* Begin Page excerpt *
I honestly don't care, but what was that about me wearing a dress? :V


----------



## Browder (May 5, 2010)

The Drunken Ace said:


> Okay... For the record how many of you are hoping I turn gay?



I think a lot of them are but hate themselves for hoping.


----------



## EdieFantabulous (May 5, 2010)

WillowWulf said:


> I said scary dom at first, which I guess would be abusive


Yeah man.


Browder said:


> Dominant. I can't believe I'm in the minority.
> 
> Oh wait, furries. Yes I can


lol I am not a part of the Majority.


The Drunken Ace said:


> Okay... For the record how many of you are hoping I turn gay?


Eh? What kind of question is this?


----------



## Duality Jack (May 5, 2010)

Browder said:


> I think a lot of them are but hate themselves for hoping.


Ah. Fun.


----------



## Zolen (May 5, 2010)

The Drunken Ace said:


> Okay... For the record how many of you are hoping I turn gay?



no, but I wish this site was populated by more females.


----------



## Browder (May 5, 2010)

EdieFantabulous said:


> Eh? What kind of question is this?



An extremely arrogant, but admittedly justified one. Ace isn't that bad looking. He's just an ass.


----------



## Kanin (May 5, 2010)

The Drunken Ace said:


> Okay... For the record how many of you are hoping I turn gay?



I do, but mainly for everyone saying "I fucking knew it".

I think it would be entertaining.


----------



## Bloodshot_Eyes (May 5, 2010)
* End Page excerpt *
* Begin Data lines *
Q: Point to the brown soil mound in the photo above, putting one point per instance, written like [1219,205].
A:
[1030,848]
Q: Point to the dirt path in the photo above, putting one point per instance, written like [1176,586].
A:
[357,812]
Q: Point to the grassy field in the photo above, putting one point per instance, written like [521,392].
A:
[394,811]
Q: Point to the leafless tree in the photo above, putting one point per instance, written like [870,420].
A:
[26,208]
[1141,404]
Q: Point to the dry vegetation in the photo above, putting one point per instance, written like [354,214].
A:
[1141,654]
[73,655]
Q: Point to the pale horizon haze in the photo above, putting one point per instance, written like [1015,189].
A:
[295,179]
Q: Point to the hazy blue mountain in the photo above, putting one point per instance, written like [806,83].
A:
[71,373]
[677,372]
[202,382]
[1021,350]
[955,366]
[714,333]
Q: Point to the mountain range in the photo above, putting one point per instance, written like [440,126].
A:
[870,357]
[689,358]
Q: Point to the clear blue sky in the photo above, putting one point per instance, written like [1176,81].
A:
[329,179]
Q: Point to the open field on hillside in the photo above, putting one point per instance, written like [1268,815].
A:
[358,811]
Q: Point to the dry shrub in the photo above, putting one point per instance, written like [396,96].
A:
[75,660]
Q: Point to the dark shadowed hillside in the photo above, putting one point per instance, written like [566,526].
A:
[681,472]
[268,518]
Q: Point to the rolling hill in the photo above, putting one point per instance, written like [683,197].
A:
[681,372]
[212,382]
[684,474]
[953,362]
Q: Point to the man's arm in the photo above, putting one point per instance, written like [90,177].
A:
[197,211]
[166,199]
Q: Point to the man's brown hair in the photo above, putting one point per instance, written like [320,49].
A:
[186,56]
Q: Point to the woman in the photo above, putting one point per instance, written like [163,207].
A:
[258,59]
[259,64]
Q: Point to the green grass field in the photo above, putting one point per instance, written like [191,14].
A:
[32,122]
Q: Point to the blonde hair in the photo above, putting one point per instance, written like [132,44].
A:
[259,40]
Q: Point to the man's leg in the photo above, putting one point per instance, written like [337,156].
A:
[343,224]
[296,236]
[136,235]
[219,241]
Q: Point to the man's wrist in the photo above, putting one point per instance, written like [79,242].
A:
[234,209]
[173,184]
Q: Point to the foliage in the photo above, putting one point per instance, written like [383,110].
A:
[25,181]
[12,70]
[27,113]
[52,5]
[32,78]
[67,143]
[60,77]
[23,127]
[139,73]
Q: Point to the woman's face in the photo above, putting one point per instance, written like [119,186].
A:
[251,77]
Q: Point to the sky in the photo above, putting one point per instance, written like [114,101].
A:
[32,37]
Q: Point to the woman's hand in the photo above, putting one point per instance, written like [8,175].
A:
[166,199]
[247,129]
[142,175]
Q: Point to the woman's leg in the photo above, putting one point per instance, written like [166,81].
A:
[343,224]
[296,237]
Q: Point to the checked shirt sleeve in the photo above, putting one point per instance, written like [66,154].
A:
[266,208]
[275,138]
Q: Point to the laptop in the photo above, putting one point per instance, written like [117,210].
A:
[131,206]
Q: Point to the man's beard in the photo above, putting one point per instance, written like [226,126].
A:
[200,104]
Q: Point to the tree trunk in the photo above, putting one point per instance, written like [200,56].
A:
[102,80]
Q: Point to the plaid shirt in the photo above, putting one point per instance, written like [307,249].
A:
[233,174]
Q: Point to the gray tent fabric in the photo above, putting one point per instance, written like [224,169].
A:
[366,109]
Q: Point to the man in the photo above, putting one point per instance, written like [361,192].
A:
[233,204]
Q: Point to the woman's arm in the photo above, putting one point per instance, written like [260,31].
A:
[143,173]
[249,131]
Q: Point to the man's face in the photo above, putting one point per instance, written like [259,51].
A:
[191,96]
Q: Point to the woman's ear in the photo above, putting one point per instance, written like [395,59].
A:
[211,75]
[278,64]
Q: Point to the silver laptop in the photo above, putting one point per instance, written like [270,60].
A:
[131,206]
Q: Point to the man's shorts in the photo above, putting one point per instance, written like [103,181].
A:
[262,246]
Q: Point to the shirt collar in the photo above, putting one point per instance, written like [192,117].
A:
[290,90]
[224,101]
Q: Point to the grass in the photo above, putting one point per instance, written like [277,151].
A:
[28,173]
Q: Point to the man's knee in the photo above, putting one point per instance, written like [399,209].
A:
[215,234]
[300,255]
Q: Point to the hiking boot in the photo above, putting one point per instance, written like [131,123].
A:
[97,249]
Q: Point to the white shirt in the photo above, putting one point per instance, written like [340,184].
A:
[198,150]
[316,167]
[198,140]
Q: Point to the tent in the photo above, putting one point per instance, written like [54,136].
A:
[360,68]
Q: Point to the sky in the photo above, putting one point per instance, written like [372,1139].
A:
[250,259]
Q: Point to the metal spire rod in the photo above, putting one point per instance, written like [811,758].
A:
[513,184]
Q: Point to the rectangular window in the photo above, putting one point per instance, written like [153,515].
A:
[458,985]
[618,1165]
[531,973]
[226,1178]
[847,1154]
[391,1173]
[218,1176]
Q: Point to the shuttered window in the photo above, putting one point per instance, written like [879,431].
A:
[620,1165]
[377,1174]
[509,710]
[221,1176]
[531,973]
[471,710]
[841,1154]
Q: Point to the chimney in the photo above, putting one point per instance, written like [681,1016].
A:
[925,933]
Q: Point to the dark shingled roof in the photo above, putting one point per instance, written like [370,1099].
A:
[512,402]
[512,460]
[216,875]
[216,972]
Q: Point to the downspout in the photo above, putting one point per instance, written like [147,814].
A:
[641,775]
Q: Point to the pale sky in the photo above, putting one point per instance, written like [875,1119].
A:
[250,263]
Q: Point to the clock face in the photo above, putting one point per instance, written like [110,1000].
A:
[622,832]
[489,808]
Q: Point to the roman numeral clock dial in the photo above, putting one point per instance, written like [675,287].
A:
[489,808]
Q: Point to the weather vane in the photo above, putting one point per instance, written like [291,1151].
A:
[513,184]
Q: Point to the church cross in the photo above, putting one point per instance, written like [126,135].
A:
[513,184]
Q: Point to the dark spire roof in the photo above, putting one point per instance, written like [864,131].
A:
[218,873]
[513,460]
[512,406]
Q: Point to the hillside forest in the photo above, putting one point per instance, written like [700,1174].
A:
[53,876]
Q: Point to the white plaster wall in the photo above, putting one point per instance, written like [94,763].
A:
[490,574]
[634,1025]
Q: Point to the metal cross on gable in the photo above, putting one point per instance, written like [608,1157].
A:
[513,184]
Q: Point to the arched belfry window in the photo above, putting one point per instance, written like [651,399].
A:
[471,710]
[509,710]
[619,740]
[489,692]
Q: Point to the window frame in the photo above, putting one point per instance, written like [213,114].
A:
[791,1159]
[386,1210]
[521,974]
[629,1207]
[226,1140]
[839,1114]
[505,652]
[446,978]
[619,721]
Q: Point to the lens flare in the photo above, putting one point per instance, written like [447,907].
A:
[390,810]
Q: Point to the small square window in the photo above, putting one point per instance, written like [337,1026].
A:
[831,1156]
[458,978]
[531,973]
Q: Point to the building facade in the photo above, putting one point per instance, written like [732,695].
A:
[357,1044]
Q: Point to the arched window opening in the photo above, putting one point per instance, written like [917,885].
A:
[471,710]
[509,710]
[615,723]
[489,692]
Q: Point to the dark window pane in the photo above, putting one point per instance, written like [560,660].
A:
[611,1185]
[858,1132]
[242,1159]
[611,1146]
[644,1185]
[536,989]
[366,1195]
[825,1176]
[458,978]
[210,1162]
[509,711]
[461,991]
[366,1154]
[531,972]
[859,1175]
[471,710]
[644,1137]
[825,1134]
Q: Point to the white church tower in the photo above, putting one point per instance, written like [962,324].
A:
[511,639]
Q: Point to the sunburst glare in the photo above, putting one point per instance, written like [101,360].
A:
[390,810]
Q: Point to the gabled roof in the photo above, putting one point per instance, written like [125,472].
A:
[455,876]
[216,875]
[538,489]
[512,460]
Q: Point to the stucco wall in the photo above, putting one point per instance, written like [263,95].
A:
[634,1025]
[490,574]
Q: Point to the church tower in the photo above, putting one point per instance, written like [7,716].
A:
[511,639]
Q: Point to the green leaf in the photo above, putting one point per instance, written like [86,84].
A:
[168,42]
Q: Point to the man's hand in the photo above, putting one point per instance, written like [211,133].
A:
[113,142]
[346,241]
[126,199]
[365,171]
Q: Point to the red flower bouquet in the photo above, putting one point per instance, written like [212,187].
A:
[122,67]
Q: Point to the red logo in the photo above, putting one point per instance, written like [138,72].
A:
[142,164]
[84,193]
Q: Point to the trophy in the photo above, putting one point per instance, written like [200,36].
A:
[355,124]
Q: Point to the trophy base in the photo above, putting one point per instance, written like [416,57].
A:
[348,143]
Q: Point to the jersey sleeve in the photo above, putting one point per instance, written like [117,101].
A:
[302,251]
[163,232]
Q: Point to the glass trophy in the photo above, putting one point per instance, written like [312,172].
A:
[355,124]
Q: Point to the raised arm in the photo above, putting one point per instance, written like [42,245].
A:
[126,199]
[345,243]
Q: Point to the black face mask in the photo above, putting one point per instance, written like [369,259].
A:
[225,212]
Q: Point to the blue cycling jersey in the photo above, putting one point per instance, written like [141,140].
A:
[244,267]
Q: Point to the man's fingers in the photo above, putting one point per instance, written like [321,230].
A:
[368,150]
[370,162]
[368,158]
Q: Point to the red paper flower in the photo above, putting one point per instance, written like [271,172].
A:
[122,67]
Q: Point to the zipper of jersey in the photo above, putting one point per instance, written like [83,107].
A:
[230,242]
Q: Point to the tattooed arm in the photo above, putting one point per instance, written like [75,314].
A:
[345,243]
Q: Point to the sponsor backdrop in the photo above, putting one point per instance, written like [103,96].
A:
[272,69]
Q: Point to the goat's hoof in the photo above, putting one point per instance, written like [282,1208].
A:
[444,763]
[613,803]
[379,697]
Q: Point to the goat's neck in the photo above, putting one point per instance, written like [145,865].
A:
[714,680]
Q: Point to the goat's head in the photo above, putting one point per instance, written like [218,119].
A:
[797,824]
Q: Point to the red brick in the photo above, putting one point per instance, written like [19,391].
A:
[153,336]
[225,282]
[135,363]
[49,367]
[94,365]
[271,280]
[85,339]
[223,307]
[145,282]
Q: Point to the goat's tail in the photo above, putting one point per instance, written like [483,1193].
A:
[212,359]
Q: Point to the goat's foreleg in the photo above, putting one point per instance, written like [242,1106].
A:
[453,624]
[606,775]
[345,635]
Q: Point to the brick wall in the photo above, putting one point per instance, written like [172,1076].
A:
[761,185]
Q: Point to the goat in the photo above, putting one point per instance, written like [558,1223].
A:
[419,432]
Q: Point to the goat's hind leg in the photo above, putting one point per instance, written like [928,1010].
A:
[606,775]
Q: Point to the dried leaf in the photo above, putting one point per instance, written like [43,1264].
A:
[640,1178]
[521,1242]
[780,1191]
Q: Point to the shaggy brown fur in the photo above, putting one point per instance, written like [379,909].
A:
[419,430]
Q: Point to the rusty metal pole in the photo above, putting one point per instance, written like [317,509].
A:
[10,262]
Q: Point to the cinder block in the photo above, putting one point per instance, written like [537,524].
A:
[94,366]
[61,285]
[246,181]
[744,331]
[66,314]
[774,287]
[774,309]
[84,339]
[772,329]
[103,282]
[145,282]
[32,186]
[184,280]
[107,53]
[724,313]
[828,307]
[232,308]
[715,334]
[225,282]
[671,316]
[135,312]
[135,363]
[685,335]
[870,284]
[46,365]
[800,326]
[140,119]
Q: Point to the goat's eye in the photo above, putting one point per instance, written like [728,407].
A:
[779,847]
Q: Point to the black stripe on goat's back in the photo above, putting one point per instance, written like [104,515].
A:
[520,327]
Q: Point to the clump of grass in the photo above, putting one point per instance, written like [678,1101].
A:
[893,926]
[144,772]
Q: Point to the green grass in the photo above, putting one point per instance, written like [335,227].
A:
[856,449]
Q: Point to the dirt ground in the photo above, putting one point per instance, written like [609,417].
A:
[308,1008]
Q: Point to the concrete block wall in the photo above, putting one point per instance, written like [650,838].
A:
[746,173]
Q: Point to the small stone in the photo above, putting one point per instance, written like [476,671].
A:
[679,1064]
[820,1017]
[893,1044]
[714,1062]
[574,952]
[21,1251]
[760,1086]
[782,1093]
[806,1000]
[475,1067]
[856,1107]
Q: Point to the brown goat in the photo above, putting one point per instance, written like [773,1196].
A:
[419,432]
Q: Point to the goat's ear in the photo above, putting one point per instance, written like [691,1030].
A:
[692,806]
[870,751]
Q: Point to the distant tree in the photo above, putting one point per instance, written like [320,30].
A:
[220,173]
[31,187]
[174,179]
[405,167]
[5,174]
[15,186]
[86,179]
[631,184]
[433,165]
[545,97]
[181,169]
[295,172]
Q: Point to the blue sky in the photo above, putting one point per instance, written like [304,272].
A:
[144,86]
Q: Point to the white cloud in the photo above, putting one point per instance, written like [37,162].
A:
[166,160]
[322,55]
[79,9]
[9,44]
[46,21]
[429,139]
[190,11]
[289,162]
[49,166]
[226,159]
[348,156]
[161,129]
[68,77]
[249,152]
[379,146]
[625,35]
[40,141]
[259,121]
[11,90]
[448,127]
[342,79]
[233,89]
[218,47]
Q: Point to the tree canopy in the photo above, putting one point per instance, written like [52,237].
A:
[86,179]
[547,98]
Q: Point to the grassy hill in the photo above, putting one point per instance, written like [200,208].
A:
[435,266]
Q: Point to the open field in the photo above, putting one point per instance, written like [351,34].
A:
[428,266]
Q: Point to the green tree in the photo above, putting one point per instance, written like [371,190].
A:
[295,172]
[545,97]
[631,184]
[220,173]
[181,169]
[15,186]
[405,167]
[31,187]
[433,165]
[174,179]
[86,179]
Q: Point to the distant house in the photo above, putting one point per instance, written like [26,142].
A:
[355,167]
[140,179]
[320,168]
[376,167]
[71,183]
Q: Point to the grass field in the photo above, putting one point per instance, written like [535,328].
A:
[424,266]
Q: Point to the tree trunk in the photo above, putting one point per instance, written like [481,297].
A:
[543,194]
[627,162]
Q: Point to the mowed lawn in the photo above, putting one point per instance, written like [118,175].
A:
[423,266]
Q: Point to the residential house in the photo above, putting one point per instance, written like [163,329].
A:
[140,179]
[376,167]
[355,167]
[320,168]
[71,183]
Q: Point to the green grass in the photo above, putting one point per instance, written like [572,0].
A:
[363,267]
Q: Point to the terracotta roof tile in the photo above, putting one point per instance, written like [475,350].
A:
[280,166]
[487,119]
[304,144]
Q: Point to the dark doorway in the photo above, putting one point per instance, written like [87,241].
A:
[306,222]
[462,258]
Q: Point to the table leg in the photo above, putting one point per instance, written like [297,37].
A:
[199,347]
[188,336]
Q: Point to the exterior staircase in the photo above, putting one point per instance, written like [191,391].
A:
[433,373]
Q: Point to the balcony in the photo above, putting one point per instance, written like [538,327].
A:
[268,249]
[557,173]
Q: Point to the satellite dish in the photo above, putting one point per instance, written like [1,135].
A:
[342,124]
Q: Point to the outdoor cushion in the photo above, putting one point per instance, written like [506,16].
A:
* End Data lines *
## Tasks for this exercise
[a] Summarize the forum thread in two sentences.
[b] Answer these questions from the forum thread, one line each:
(i) What did WillowWulf say at first?
(ii) What does Zolen wish about the site?
(iii) Besides saying Ace isn't that bad looking, what does Browder call him?
[c] Copy out the stretch of the forum thread from "## Zolen (May" through "by more females.".
The lines come from a separate source.

## Correct answers
[a] In the forum thread, several posters reply to The Drunken Ace's question of how many of them hope he turns gay. EdieFantabulous asks what kind of question it is, Zolen says no but wishes the site had more females, Kanin says yes mainly because of everyone saying "I fucking knew it," and Browder calls the question extremely arrogant but admittedly justified.

[b]
(i) Scary dom.
(ii) That it were populated by more females.
(iii) An ass.

[c]
## Zolen (May 5, 2010)

The Drunken Ace said:


> Okay... For the record how many of you are hoping I turn gay?



no, but I wish this site was populated by more females.